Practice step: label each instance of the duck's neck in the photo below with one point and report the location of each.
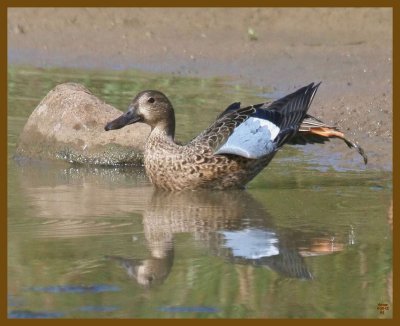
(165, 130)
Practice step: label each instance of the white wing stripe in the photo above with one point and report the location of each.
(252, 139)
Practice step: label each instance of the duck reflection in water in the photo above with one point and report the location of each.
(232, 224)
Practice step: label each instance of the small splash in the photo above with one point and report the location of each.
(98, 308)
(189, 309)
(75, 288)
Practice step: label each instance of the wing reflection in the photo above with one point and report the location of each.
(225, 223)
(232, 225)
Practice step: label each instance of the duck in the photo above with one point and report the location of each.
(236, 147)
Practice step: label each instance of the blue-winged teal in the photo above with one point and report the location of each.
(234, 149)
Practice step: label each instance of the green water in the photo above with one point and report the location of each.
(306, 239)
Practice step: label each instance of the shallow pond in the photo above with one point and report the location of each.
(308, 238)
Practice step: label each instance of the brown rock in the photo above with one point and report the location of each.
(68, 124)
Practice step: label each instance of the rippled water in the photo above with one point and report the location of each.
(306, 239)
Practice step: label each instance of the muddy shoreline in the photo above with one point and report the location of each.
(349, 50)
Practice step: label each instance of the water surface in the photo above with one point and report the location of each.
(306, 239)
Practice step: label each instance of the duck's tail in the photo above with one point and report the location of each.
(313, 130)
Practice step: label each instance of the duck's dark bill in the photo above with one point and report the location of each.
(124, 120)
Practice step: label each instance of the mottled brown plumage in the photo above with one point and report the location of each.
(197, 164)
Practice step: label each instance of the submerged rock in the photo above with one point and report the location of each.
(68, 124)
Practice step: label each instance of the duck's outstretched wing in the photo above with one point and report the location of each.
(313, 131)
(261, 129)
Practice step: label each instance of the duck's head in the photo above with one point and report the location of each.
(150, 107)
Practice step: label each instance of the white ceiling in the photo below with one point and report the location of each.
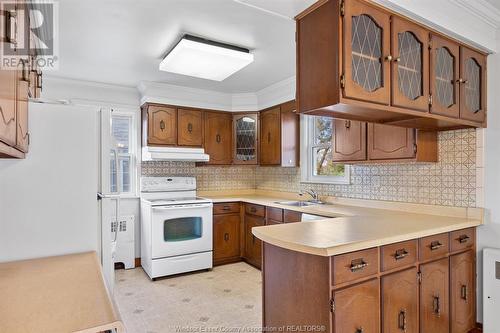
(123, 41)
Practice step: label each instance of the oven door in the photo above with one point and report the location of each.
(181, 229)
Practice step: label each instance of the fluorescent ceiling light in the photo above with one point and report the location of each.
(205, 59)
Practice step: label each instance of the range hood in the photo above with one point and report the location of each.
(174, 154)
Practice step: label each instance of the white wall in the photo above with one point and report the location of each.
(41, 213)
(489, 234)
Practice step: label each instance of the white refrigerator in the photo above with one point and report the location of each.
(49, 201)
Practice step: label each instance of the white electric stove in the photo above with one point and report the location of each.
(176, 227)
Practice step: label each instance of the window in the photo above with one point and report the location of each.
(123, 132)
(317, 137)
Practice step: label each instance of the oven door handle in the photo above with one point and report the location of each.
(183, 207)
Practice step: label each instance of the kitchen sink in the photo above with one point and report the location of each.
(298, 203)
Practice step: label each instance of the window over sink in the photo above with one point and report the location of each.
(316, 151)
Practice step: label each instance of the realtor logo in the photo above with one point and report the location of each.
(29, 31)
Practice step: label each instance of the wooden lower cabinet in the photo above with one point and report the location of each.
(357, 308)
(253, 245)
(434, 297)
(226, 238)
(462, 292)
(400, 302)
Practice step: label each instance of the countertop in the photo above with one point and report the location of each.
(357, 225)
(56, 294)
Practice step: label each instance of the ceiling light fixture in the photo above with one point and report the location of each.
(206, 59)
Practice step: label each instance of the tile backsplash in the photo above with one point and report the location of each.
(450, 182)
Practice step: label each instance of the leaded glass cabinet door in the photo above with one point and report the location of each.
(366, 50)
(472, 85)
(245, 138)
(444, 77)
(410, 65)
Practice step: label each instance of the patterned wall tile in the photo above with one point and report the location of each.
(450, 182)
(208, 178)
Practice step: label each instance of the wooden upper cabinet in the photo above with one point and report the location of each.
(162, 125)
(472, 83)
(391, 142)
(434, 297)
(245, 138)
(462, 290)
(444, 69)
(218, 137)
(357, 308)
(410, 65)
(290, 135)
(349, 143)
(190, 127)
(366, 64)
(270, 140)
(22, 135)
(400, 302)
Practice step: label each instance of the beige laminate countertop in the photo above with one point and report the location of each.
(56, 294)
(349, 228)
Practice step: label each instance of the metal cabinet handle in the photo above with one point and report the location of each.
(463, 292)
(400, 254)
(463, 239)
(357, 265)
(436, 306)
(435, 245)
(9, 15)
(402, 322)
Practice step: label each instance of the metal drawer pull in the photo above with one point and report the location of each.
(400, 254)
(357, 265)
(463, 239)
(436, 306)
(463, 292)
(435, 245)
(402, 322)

○ ○ ○

**EXERCISE INSTRUCTIONS**: Every line from the one containing "Practice step: label each instance of the wooden upper" through the last line must be copied exactly; leave out the rest.

**OUTPUT**:
Practice step: label each instance of the wooden upper cabinet in the photo above with one point and report the location of each.
(162, 125)
(472, 83)
(391, 142)
(434, 297)
(245, 138)
(462, 290)
(444, 69)
(218, 137)
(357, 308)
(410, 65)
(290, 135)
(349, 143)
(190, 127)
(366, 64)
(270, 140)
(22, 135)
(400, 302)
Practice step: label each instance of the beige laminate countertop in the photo above with one point and report the location of each.
(56, 294)
(349, 228)
Practice step: label each instance of the metal cabinet handle in the photo above with one point and report the location of each.
(463, 292)
(400, 254)
(463, 239)
(357, 265)
(436, 306)
(435, 245)
(9, 15)
(402, 322)
Practice step: label each instance of the metal drawer pull in the photo above with one point and report the location of each.
(400, 254)
(357, 265)
(463, 239)
(436, 306)
(463, 292)
(435, 245)
(402, 322)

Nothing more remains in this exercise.